## [YANG AKAN DIKERJAKAN]
a) Sebutkan setiap dekade yang ditulis dalam bentuk tahun berakhiran "-an" pada artikel tentang Majalaya.
b) Tuliskan ulang dengan tepat bagian artikel tentang Majalaya mulai dari "AYOBANDUNG.ID - Di" sampai "lagi nyaring terdengar.".

## [KUTIPAN TEKS]
Jejak Kota Dolar, Sejarah Sentra Rajut Bandung yang Terlilit Benang dan Waktu

Hengky Sulaksono
Ditulis oleh Hengky Sulaksono diterbitkan Rabu 06 Agu 2025, 14:46 WIB
Alat Tenun Bukan Mesin (ATBM) milik salah satu pengusaha di Majalaya. (Sumber: Wikimedia)

Alat Tenun Bukan Mesin (ATBM) milik salah satu pengusaha di Majalaya. (Sumber: Wikimedia)

AYOBANDUNG.ID - Di balik lalu-lalang kendaraan dan riuhnya pasar tradisional Majalaya, ada jejak sejarah yang tak lekang oleh waktu. Kampung kecil di Kabupaten Bandung ini pernah menjelma menjadi poros penting industri tekstil Indonesia. Saking besarnya kontribusi ekonomi yang dihasilkan dari ekspor kain dan sarung tenun, Majalaya dijuluki “kota dolar” sejak dekade 1970-an hingga 1990-an. Namun seperti banyak kejayaan lain, masa emas itu kini tinggal kenangan yang perlahan memudar bersama bunyi mesin tenun yang tak lagi nyaring terdengar.

Dalam Menelusuri Jejak Sarung Tenun di Kota Dolar, Peneliti Balai Pelestarian Kebudayaan Jawa Barat, Risa Nopianti menyebut industri tekstil Majalaya bermula dari aktivitas rumahan. Sejak sebelum abad ke-20, masyarakat sudah mengenal alat tenun bukan mesin (ATBM) seperti gedogan atau kentreung, yang digunakan dalam posisi duduk bersila. Lebarnya sempit, sekitar 60 cm, cukup untuk menghasilkan kain sarung berukuran kecil. Pada masa itu, alat ini banyak digunakan oleh ibu rumah tangga yang menenun di sela-sela kesibukan domestik mereka.

Perubahan besar terjadi ketika mesin tenun tustel masuk ke Desa Namicalung pada 1940-an. Alat ini memungkinkan pembuatan kain dengan lebar dua kali lebih besar dan waktu produksi yang jauh lebih singkat. Jika sebelumnya satu lembar kain tenun memerlukan waktu satu hingga dua minggu untuk diselesaikan, maka dengan tustel, produksi bisa rampung dalam dua hingga empat hari. Kemajuan ini memicu pertumbuhan industri skala rumahan yang masif.

Desa Namicalung kemudian dikenal sebagai pusat kelahiran sarung tenun khas Majalaya. Sejak 1960-an, hampir setiap rumah di desa ini memiliki mesin tustel. Sebagian besar rumah tangga memproduksi sarung secara mandiri dan menjualnya melalui pengepul yang tersebar di Bandung dan sekitarnya. Produksi meningkat tajam, dan permintaan pasar tak hanya datang dari dalam negeri tetapi juga dari luar negeri, terutama kawasan Timur Tengah dan Afrika.

## [Entri yang diambil dari sebuah koleksi]
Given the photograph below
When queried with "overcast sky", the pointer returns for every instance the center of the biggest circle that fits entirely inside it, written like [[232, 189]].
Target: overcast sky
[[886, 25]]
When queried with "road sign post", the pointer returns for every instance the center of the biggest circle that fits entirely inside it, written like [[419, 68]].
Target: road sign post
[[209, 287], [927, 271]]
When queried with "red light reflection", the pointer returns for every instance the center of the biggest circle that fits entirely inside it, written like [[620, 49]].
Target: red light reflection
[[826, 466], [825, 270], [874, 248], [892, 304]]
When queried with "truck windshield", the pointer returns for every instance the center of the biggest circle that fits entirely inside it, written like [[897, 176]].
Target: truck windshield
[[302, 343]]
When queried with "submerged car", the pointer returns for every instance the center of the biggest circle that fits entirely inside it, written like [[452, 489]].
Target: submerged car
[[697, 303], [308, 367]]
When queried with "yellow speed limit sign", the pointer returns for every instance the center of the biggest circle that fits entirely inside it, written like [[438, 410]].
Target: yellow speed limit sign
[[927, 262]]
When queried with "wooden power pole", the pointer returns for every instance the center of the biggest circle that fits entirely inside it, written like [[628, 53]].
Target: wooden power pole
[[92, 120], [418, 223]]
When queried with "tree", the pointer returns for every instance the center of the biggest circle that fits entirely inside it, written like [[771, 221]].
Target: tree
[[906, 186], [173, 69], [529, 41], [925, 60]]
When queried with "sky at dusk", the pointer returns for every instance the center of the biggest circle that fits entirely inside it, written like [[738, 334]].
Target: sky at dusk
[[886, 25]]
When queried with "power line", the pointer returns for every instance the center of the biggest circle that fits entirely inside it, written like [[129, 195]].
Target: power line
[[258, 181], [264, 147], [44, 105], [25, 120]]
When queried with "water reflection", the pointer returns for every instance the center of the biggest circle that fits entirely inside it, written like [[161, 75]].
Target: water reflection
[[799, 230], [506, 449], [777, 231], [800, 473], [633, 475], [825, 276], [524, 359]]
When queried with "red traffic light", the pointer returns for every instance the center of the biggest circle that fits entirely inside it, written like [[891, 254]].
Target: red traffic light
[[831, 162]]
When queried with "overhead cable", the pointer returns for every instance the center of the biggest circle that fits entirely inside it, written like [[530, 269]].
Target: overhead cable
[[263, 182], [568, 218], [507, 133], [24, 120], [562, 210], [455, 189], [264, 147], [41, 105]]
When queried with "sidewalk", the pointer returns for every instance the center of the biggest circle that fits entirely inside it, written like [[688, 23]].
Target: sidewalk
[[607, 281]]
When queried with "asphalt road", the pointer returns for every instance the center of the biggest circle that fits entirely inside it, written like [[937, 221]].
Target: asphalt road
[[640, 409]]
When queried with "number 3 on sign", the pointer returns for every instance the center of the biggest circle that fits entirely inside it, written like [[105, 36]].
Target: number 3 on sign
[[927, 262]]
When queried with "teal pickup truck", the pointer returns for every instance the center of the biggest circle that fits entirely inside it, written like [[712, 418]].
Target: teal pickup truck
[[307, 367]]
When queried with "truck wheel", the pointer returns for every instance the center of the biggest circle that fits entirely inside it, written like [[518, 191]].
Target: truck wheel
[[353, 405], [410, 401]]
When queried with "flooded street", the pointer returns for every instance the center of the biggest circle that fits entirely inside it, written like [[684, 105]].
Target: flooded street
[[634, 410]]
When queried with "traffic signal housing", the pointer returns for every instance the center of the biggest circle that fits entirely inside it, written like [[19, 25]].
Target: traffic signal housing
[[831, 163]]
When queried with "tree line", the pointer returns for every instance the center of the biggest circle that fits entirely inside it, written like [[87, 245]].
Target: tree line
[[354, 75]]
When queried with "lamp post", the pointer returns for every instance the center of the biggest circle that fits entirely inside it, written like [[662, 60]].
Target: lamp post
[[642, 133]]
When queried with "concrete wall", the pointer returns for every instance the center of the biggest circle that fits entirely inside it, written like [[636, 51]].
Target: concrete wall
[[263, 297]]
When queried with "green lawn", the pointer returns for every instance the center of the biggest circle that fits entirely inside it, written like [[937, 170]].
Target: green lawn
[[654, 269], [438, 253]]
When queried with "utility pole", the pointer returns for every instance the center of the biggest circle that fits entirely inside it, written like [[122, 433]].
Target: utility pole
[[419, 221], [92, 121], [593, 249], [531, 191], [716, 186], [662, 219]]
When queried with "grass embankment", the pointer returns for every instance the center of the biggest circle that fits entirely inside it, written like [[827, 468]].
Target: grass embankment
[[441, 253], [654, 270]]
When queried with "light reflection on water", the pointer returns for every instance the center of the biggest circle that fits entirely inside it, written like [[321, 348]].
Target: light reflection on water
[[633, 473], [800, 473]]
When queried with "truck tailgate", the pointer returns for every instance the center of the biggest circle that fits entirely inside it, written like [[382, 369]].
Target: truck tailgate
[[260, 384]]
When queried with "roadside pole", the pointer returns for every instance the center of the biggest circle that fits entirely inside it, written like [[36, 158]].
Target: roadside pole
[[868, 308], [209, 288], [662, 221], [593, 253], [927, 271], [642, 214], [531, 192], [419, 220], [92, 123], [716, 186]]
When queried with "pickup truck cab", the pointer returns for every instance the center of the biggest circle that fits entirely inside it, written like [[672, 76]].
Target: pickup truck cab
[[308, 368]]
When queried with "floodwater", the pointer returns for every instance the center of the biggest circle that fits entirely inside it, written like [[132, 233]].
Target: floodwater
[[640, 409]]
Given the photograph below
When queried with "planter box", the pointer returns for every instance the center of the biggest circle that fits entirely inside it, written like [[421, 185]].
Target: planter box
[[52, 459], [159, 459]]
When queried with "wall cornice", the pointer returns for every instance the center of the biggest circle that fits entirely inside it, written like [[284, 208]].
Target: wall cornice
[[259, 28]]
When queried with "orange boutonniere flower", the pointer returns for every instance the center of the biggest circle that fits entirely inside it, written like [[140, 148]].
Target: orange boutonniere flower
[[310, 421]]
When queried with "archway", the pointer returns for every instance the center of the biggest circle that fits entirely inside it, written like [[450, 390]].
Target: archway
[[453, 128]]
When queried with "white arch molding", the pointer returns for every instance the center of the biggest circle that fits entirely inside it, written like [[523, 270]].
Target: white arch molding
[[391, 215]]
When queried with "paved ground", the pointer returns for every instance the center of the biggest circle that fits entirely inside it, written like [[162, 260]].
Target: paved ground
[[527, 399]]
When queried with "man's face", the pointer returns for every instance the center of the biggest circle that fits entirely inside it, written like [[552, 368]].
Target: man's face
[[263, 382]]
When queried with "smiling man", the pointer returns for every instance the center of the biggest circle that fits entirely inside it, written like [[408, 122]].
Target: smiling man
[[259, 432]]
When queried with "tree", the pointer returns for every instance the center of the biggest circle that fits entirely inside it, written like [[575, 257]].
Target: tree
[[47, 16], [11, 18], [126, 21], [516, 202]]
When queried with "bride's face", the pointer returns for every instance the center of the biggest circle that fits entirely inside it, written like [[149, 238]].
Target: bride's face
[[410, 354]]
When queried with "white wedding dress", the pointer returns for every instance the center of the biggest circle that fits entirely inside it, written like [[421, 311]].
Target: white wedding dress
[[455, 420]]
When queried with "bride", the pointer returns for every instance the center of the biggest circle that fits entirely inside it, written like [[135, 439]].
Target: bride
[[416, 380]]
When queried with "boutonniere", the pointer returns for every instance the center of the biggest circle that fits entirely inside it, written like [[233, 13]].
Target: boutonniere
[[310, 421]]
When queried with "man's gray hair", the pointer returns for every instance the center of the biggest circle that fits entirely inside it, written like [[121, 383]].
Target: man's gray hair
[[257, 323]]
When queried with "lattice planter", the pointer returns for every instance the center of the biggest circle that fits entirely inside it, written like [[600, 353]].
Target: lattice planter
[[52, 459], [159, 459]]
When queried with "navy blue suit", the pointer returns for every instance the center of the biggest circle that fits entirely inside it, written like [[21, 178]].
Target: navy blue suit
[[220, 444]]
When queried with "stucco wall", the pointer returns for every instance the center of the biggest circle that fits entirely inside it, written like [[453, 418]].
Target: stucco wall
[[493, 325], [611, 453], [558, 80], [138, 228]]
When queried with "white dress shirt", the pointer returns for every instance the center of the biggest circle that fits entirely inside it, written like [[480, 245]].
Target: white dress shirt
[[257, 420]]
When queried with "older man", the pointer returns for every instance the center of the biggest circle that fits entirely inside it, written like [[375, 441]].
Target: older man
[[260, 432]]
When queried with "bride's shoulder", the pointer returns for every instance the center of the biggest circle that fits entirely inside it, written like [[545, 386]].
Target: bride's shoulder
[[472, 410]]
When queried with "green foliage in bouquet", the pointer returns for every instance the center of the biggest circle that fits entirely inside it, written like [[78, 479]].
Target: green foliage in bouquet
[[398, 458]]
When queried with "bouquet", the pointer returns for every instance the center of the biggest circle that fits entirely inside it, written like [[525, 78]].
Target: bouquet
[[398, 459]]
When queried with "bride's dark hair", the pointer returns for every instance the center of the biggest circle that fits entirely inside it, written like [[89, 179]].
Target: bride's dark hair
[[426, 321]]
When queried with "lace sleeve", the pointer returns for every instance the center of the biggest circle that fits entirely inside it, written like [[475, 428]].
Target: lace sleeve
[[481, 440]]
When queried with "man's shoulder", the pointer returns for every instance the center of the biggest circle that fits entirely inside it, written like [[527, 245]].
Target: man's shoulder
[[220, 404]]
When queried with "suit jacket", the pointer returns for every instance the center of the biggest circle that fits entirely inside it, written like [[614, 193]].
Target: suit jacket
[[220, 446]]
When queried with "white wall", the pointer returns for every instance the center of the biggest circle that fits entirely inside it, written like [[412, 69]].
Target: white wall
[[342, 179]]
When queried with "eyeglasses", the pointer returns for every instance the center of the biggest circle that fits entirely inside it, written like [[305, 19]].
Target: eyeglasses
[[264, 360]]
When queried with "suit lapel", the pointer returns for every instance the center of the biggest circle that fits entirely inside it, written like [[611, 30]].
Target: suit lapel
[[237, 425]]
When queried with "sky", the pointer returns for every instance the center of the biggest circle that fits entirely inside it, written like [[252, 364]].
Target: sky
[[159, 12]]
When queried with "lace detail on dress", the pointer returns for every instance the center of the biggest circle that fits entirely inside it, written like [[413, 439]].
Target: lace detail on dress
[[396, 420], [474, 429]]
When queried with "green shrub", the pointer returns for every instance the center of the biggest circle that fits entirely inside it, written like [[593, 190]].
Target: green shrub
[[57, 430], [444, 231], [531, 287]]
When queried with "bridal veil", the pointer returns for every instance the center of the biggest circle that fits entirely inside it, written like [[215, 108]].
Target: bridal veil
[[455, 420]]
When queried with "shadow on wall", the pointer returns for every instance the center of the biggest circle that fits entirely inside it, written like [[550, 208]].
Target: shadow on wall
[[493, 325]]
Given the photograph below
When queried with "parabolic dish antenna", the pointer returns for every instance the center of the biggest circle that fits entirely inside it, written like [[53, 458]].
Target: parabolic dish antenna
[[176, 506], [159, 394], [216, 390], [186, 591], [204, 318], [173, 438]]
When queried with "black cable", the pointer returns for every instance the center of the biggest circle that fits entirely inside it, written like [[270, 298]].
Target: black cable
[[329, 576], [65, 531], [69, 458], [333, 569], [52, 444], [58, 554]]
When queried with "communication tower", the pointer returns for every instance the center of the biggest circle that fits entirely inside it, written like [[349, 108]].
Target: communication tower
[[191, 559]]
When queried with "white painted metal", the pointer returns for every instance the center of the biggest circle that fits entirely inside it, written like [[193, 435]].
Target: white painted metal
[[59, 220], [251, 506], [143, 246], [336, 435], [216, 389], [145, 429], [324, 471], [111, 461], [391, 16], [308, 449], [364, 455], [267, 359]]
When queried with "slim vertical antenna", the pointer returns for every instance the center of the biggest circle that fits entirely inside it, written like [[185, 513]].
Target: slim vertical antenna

## [JAWABAN PER TUGAS]
a) 1970-an, 1990-an, 1940-an, 1960-an

b)
AYOBANDUNG.ID - Di balik lalu-lalang kendaraan dan riuhnya pasar tradisional Majalaya, ada jejak sejarah yang tak lekang oleh waktu. Kampung kecil di Kabupaten Bandung ini pernah menjelma menjadi poros penting industri tekstil Indonesia. Saking besarnya kontribusi ekonomi yang dihasilkan dari ekspor kain dan sarung tenun, Majalaya dijuluki “kota dolar” sejak dekade 1970-an hingga 1990-an. Namun seperti banyak kejayaan lain, masa emas itu kini tinggal kenangan yang perlahan memudar bersama bunyi mesin tenun yang tak lagi nyaring terdengar.